— start —
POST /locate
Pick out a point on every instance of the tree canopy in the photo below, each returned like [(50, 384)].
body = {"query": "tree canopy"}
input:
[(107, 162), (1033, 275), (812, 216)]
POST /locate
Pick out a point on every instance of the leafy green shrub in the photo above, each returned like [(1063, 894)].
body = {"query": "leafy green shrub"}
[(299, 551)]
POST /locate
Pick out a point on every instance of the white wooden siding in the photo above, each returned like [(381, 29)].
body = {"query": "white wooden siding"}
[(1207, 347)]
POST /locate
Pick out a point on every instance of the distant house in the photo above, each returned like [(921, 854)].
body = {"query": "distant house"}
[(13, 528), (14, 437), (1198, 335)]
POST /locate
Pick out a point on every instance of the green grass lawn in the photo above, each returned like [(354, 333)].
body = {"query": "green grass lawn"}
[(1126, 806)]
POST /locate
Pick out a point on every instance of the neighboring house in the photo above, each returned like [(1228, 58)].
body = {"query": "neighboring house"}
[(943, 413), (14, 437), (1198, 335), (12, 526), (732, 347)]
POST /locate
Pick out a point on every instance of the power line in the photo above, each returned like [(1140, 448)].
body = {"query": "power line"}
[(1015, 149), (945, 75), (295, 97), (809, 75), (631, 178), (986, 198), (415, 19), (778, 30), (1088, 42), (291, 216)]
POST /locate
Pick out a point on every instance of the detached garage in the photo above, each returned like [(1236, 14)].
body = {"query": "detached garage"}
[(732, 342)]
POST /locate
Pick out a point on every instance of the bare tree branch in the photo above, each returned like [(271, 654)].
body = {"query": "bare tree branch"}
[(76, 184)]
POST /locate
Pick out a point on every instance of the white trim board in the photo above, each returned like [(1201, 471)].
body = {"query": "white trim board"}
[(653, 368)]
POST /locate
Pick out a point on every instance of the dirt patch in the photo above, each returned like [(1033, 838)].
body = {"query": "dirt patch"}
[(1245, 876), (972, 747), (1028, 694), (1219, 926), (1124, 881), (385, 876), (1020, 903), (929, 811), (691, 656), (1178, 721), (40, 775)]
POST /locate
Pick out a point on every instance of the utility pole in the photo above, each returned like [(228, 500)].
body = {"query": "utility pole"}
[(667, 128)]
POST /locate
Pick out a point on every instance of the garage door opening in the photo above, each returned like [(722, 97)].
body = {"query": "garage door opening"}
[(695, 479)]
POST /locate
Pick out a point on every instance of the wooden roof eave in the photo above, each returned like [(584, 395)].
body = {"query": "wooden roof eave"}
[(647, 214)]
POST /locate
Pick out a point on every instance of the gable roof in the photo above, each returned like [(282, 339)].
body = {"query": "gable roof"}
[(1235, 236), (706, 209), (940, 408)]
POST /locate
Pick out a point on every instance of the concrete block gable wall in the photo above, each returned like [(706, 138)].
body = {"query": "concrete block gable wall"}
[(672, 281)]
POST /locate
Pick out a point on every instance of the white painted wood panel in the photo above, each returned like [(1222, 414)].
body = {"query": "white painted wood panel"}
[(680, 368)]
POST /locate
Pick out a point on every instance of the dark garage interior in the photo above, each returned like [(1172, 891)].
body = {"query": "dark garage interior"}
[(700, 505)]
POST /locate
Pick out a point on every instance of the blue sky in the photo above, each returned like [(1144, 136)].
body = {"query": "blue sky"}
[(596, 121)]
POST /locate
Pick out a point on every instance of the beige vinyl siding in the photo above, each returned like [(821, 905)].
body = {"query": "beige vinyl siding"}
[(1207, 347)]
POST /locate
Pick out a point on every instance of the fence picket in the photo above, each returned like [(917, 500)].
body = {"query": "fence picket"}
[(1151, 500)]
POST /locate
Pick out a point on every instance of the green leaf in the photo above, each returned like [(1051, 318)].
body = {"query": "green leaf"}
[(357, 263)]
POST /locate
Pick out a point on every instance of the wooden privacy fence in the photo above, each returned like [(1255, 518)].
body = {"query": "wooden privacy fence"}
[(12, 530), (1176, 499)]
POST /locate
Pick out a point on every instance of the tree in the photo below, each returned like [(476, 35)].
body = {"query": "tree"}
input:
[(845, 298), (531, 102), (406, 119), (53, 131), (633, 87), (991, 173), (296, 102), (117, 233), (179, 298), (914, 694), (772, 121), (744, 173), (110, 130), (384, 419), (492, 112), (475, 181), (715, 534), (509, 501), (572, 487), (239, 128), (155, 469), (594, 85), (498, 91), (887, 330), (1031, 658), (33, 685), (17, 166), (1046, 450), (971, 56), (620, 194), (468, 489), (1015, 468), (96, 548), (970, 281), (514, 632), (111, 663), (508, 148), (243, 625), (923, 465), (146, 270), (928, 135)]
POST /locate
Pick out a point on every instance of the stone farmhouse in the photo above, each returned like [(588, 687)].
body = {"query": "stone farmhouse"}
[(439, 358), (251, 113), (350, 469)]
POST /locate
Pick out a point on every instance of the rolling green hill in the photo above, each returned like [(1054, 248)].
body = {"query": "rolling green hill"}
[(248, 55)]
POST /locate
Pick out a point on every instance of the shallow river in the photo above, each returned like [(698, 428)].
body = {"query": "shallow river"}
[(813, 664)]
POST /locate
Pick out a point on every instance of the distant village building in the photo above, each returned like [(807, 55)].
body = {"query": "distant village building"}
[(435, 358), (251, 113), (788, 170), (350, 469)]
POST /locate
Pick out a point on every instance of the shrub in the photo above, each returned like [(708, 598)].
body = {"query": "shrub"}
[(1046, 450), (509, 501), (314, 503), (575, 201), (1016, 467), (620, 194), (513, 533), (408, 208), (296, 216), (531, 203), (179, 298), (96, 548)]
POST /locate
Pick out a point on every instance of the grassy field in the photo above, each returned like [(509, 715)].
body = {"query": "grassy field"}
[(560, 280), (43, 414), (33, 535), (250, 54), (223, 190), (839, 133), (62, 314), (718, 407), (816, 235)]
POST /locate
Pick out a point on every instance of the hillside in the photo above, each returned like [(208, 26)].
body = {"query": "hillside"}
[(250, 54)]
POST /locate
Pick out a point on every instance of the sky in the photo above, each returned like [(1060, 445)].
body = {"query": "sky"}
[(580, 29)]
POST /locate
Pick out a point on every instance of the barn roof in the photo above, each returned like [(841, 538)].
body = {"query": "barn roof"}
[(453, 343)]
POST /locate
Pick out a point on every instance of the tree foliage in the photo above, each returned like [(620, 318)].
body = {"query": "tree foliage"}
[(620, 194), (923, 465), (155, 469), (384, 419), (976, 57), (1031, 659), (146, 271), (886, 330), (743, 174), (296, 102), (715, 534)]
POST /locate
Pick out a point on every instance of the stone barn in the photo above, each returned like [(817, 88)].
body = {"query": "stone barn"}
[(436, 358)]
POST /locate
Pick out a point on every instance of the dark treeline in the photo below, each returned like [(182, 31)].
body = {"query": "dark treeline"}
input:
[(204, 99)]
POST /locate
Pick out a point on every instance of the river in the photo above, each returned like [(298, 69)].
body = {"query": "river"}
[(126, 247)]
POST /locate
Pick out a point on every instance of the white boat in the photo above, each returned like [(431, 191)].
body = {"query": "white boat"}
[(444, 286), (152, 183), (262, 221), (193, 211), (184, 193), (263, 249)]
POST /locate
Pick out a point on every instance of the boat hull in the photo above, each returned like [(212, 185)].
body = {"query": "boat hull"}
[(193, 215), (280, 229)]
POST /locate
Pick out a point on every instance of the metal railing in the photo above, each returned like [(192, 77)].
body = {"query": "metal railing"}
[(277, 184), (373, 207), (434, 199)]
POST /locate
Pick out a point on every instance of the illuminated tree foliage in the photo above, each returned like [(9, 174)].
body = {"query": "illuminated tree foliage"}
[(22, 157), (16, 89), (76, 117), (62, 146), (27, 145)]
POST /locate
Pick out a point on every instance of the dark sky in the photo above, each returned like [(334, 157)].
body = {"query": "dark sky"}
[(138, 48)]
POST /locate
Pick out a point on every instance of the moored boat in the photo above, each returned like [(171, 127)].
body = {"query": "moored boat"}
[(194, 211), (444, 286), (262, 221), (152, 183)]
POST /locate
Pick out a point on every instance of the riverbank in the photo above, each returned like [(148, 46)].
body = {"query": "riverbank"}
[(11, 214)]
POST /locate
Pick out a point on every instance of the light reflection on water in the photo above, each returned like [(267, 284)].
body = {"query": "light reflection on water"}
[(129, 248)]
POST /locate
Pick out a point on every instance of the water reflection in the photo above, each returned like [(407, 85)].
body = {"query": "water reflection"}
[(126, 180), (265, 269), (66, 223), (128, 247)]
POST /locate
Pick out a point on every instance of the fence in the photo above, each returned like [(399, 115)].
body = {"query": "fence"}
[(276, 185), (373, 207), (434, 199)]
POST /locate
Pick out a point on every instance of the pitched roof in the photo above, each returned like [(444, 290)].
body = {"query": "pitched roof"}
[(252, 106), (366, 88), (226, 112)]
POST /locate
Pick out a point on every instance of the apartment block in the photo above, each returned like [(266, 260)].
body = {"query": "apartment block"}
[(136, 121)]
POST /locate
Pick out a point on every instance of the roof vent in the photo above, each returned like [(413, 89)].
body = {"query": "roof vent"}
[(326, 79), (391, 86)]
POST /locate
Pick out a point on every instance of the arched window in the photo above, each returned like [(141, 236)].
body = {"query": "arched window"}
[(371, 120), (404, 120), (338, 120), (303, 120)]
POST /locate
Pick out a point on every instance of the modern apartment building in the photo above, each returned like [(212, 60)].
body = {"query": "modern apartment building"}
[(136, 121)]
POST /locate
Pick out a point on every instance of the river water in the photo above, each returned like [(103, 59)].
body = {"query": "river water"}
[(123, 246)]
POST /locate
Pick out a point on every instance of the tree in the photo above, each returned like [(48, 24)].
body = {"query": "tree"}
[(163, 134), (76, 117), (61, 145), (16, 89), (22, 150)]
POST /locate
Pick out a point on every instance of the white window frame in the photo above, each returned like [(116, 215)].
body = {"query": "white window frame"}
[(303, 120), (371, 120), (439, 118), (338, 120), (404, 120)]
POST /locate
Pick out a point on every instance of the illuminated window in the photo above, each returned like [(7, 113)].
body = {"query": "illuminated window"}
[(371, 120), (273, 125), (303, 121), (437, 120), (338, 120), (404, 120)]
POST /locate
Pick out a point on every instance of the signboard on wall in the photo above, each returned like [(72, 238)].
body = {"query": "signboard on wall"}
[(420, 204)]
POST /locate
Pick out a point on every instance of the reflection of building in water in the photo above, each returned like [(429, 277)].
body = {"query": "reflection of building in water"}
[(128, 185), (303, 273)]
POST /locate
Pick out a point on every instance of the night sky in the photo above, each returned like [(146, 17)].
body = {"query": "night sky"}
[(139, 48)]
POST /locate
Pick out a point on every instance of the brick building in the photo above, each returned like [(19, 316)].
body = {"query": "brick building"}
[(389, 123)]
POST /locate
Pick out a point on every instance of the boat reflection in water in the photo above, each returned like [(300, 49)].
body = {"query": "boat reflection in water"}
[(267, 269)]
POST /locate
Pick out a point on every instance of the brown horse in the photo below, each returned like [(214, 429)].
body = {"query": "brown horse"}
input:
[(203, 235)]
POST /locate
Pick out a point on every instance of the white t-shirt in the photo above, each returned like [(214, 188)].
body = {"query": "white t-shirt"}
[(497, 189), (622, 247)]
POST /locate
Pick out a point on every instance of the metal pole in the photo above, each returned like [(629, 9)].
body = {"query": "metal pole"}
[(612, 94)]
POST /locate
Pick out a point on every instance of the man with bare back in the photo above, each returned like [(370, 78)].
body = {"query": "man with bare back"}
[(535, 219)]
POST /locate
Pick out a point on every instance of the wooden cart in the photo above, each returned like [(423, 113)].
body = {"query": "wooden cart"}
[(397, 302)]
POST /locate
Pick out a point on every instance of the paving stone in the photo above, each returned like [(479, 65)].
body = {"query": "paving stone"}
— end —
» **WHAT IS BEING ASKED**
Locate each line in the records above that contains the word "power", and copy those lines out in full.

» **FINAL ANSWER**
Pick out a point on every instance of the power line in the photo above, each returned like [(1140, 448)].
body = {"query": "power line"}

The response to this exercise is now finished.